DOCUMENT SEGMENT
********

How scraped emails, stolen resumes, and medical records fuel the underground AI training market without consent

TL;DR: AI companies scraped 5.8 billion images for training, including thousands of private medical photos that should never have been online. An artist found her own post-surgery images in the LAION dataset, taken by her deceased doctor with explicit consent forms saying “medical records only.” The underground data market hits $30 billion by 2030. Consent is optional. Removal is nearly impossible.

Just because data ended up online doesn’t mean it was supposed to be public, and it definitely doesn’t mean you consented to training the machine that replaces you.

Why Do We Still Think “Public Data” Means We Consented?

Here’s the comfortable myth: if something’s technically accessible on the internet, it’s fair game for AI training. Public equals consensual, right? That’s the story AI companies tell themselves while scraping billions of images, emails, and documents to build models worth hundreds of billions of dollars.

********

RECORDS SUPPLIED
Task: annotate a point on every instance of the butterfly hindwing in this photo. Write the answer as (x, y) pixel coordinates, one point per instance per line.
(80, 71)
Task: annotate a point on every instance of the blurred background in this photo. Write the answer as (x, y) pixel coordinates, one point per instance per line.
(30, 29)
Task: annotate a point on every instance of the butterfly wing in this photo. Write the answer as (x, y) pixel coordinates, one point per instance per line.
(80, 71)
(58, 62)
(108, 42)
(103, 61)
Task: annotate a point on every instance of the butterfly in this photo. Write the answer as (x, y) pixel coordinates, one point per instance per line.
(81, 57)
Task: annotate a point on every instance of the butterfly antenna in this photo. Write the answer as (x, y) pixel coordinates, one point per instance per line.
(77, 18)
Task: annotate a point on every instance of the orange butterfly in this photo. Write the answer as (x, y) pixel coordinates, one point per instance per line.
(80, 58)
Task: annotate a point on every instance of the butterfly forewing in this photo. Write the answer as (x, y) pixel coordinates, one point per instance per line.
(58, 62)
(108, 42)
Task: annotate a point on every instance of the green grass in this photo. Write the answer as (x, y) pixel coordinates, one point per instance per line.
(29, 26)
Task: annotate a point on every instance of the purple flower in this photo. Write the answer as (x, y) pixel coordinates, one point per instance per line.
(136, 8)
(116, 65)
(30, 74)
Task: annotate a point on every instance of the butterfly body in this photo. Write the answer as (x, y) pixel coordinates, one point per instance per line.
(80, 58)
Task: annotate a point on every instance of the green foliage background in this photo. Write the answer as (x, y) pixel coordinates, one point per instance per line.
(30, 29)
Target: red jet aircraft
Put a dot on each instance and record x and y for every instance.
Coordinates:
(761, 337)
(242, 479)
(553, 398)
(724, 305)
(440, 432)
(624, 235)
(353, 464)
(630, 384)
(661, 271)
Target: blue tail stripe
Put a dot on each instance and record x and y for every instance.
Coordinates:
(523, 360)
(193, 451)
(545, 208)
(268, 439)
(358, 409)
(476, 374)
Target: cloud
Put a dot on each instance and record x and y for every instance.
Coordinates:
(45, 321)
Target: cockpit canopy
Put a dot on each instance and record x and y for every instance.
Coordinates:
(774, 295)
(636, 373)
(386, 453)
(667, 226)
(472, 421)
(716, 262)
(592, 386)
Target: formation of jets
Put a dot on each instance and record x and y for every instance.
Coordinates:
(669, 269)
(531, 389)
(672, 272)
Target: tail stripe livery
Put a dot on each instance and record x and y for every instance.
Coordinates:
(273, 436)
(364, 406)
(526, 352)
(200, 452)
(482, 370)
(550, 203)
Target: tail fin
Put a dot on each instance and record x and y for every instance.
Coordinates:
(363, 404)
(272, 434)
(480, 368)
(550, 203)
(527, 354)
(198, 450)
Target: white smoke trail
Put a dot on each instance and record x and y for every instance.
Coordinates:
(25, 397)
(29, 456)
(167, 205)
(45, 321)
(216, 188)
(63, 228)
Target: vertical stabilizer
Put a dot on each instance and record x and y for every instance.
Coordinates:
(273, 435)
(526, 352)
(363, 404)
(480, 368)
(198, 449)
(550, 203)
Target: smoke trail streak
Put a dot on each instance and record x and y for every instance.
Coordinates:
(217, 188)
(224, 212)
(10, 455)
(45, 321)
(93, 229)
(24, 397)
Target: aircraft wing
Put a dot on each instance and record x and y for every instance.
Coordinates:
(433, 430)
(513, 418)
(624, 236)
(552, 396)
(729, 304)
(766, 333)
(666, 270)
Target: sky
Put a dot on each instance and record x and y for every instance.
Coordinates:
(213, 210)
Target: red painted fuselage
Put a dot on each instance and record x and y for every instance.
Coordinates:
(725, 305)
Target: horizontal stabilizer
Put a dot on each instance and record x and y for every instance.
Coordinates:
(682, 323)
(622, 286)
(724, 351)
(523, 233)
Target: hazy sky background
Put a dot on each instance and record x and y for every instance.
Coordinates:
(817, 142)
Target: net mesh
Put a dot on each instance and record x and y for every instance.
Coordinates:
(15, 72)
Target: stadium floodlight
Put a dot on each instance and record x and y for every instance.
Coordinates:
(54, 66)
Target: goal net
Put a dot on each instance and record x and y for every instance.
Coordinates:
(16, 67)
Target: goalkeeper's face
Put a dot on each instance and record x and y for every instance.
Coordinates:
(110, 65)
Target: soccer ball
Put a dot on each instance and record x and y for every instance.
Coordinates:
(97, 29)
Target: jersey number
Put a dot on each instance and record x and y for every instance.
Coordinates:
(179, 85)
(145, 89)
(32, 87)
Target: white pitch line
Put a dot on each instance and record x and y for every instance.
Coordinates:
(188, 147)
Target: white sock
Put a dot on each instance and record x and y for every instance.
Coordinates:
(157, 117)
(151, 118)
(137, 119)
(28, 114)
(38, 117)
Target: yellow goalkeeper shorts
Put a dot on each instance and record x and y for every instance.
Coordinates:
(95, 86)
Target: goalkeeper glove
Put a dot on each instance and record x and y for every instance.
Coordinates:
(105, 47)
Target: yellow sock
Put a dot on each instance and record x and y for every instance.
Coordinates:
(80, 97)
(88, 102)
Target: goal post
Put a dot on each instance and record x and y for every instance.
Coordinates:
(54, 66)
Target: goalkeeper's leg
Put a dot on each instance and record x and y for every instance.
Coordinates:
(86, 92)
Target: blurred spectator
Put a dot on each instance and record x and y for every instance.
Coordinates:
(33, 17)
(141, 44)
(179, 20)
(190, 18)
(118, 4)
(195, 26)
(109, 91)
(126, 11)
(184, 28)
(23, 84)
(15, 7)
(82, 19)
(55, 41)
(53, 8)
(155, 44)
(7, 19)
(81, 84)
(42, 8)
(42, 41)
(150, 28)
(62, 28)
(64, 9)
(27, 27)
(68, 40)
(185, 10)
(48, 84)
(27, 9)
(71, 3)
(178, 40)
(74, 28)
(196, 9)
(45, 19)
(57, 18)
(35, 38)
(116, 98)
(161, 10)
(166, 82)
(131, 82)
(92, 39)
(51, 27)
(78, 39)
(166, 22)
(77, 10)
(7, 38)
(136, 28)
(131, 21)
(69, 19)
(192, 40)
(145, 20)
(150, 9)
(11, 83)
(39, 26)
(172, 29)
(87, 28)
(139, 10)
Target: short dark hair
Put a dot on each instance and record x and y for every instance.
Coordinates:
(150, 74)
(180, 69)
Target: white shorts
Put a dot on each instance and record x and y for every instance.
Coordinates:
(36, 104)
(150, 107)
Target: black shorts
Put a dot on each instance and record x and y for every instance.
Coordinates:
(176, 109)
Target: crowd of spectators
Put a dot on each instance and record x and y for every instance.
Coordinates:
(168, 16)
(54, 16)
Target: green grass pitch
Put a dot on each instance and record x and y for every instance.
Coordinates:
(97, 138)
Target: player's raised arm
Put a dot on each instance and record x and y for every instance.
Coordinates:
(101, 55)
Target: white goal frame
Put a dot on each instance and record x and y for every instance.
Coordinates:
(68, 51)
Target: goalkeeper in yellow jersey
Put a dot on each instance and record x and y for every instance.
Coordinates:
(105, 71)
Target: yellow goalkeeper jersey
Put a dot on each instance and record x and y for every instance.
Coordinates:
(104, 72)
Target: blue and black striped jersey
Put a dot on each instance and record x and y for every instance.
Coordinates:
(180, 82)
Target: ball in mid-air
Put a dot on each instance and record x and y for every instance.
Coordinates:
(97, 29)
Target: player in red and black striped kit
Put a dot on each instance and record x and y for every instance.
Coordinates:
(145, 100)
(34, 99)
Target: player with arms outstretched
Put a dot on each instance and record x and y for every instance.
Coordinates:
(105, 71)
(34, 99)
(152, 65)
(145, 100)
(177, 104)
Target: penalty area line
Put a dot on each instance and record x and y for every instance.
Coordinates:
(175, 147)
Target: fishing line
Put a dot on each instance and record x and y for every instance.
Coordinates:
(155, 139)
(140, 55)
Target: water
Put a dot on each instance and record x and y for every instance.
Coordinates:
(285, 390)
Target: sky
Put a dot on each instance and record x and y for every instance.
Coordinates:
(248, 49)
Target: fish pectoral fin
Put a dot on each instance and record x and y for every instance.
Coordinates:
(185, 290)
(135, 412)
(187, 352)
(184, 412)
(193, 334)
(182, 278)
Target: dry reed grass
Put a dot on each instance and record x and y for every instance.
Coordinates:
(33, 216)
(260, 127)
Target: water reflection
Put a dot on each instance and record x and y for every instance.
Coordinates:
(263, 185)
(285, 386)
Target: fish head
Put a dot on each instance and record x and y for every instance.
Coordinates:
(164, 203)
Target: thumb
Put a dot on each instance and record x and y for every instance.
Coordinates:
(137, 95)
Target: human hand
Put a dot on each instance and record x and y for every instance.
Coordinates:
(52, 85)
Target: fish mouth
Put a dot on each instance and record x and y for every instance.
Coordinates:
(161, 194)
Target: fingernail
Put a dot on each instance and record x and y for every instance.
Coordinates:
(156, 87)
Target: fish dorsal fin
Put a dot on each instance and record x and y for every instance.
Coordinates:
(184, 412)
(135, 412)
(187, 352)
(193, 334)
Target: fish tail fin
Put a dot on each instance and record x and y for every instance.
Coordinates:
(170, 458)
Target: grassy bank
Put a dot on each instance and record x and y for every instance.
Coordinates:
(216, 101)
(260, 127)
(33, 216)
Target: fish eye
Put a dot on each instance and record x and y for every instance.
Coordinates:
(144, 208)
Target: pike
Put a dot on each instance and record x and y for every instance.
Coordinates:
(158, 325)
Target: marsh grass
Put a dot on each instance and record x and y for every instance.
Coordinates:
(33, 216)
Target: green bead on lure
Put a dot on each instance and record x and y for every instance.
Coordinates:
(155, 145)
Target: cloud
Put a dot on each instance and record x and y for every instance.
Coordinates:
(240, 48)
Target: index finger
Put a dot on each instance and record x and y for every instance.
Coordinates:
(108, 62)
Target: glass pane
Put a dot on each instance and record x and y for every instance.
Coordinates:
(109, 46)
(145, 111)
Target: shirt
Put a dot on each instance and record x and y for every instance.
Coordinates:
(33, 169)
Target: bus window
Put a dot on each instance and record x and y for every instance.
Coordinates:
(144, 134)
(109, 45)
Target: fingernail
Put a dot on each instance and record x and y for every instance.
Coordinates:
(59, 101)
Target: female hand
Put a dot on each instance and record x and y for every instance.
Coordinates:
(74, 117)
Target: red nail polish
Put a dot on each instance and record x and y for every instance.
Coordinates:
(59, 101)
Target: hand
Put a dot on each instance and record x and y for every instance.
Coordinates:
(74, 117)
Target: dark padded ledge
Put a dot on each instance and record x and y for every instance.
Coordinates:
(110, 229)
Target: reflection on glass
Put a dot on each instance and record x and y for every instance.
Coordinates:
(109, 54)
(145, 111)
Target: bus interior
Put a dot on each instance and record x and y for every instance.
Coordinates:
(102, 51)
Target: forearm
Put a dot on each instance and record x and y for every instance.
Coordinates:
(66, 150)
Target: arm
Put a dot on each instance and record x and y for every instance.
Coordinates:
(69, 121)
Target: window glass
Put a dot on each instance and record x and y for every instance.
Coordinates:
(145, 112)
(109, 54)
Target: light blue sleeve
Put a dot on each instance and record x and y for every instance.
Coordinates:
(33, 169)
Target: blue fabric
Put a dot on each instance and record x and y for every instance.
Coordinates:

********

EXERCISE PROMPT
Quote the stretch of the passage on scraped AI training data from "How scraped emails, stolen" through "Means We Consented?", word for word.

SOLUTION FOR THIS PROBLEM
How scraped emails, stolen resumes, and medical records fuel the underground AI training market without consent

TL;DR: AI companies scraped 5.8 billion images for training, including thousands of private medical photos that should never have been online. An artist found her own post-surgery images in the LAION dataset, taken by her deceased doctor with explicit consent forms saying “medical records only.” The underground data market hits $30 billion by 2030. Consent is optional. Removal is nearly impossible.

Just because data ended up online doesn’t mean it was supposed to be public, and it definitely doesn’t mean you consented to training the machine that replaces you.

Why Do We Still Think “Public Data” Means We Consented?